#### [ACTIVITY]
An exact transcript is needed of the material below, beginning at the line that contains "TASK = point to the ribbon" and continuing through its last line; nothing else should appear.

[Opening SOURCE INFORMATION section]

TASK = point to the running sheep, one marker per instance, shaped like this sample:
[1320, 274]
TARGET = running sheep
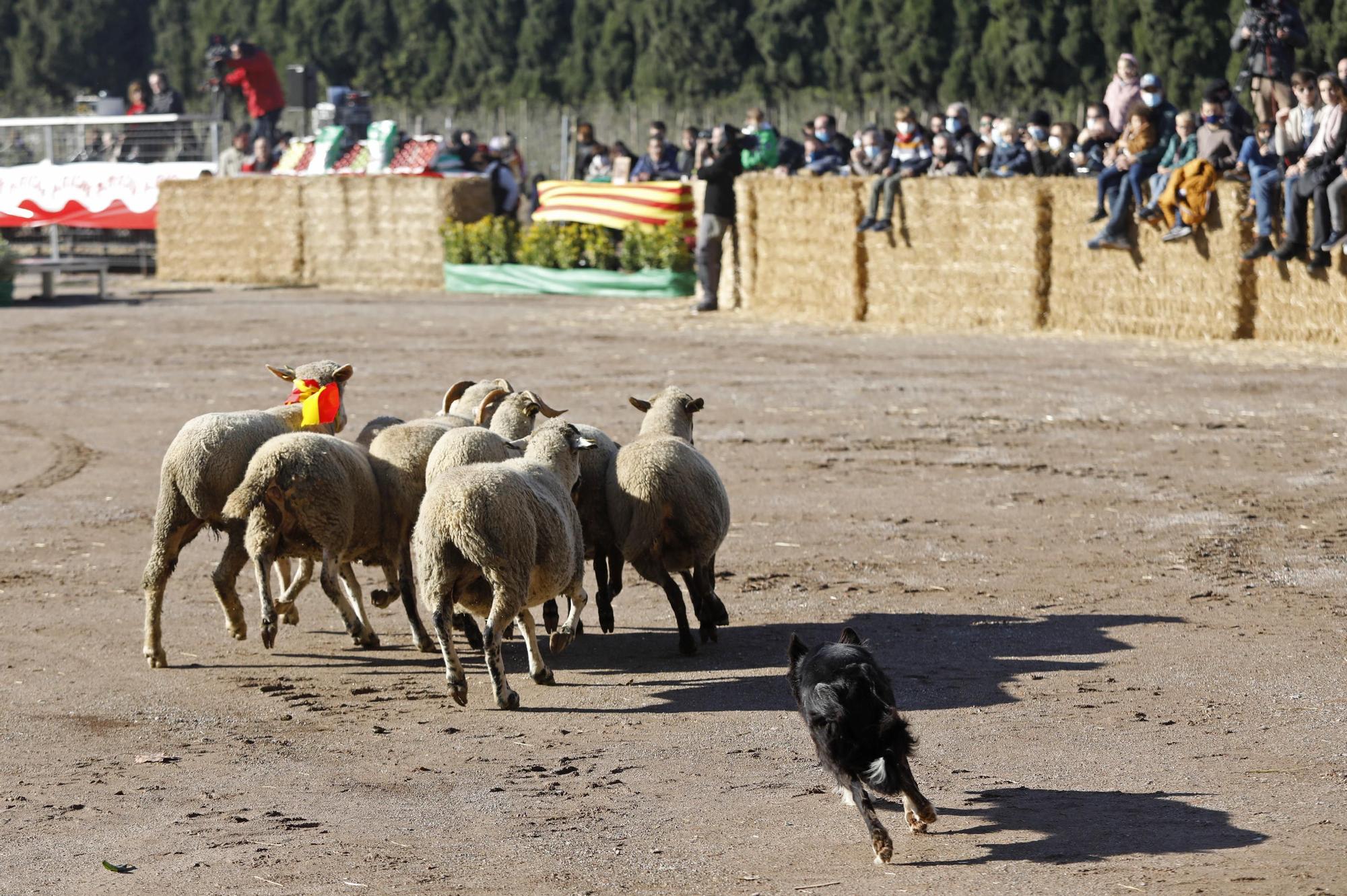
[670, 510]
[500, 539]
[204, 464]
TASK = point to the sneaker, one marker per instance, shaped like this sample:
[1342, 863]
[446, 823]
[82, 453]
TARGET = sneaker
[1288, 250]
[1178, 232]
[1261, 248]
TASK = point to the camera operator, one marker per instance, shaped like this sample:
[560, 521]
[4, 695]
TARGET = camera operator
[253, 71]
[1271, 30]
[719, 163]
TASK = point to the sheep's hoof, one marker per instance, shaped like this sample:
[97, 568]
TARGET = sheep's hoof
[560, 641]
[883, 848]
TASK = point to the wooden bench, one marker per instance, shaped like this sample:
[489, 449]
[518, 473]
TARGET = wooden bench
[49, 268]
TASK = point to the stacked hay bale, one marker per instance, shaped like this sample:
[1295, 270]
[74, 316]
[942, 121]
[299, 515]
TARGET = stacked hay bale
[1299, 306]
[810, 246]
[964, 254]
[231, 230]
[383, 233]
[1197, 288]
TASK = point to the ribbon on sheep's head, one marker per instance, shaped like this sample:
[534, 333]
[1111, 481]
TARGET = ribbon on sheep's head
[320, 404]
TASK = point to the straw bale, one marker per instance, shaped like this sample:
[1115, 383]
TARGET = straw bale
[964, 254]
[231, 230]
[1296, 306]
[1197, 288]
[805, 234]
[383, 232]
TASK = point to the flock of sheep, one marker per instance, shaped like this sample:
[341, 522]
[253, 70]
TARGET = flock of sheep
[472, 509]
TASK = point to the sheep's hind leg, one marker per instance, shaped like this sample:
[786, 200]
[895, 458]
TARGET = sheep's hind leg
[537, 668]
[367, 637]
[226, 579]
[262, 567]
[880, 839]
[174, 528]
[496, 623]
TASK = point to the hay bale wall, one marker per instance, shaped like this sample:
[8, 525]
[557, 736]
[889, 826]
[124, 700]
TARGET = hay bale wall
[803, 232]
[354, 232]
[231, 230]
[1295, 306]
[1197, 288]
[964, 254]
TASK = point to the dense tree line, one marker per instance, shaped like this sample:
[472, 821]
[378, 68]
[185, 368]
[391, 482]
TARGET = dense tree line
[991, 53]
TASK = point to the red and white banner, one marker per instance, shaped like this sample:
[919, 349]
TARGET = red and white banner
[88, 194]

[Closing SOURCE INFORMATION section]

#### [RESPONSE TO THIS EXERCISE]
TASK = point to the ribbon on sheep's head, one marker per instance, shaped like this sample:
[534, 333]
[1111, 481]
TARGET = ribbon on sheep's head
[320, 404]
TASK = point to the straw bale, one marker per instance, shaped like this sample:
[1115, 383]
TARGET = straw bale
[964, 254]
[231, 230]
[1296, 306]
[1197, 288]
[805, 234]
[383, 232]
TASK = point to the flock of sheep, one marker per instance, shaped like this sample:
[341, 522]
[253, 70]
TARGET = flock of sheep
[472, 509]
TASK = point to the sheep's hind leg, one marker per instance, shaped like this sample:
[786, 200]
[895, 458]
TARGET = sheep's hind leg
[537, 668]
[367, 637]
[226, 579]
[262, 567]
[880, 839]
[174, 528]
[496, 623]
TASK = point to the hay bale wall, one marker per instance, shaped like this sample:
[8, 525]
[557, 736]
[889, 826]
[124, 700]
TARGET = hay bale wall
[803, 232]
[354, 232]
[231, 230]
[1295, 306]
[1197, 288]
[964, 254]
TASK = point to the dense tree line, one marker per instance, shaped like this sample:
[472, 821]
[378, 68]
[185, 368]
[391, 482]
TARGET = dense tree line
[991, 53]
TASK = point to the red and white banner, one marker per instance, shaped like this sample:
[919, 349]
TARGET = red and white banner
[88, 194]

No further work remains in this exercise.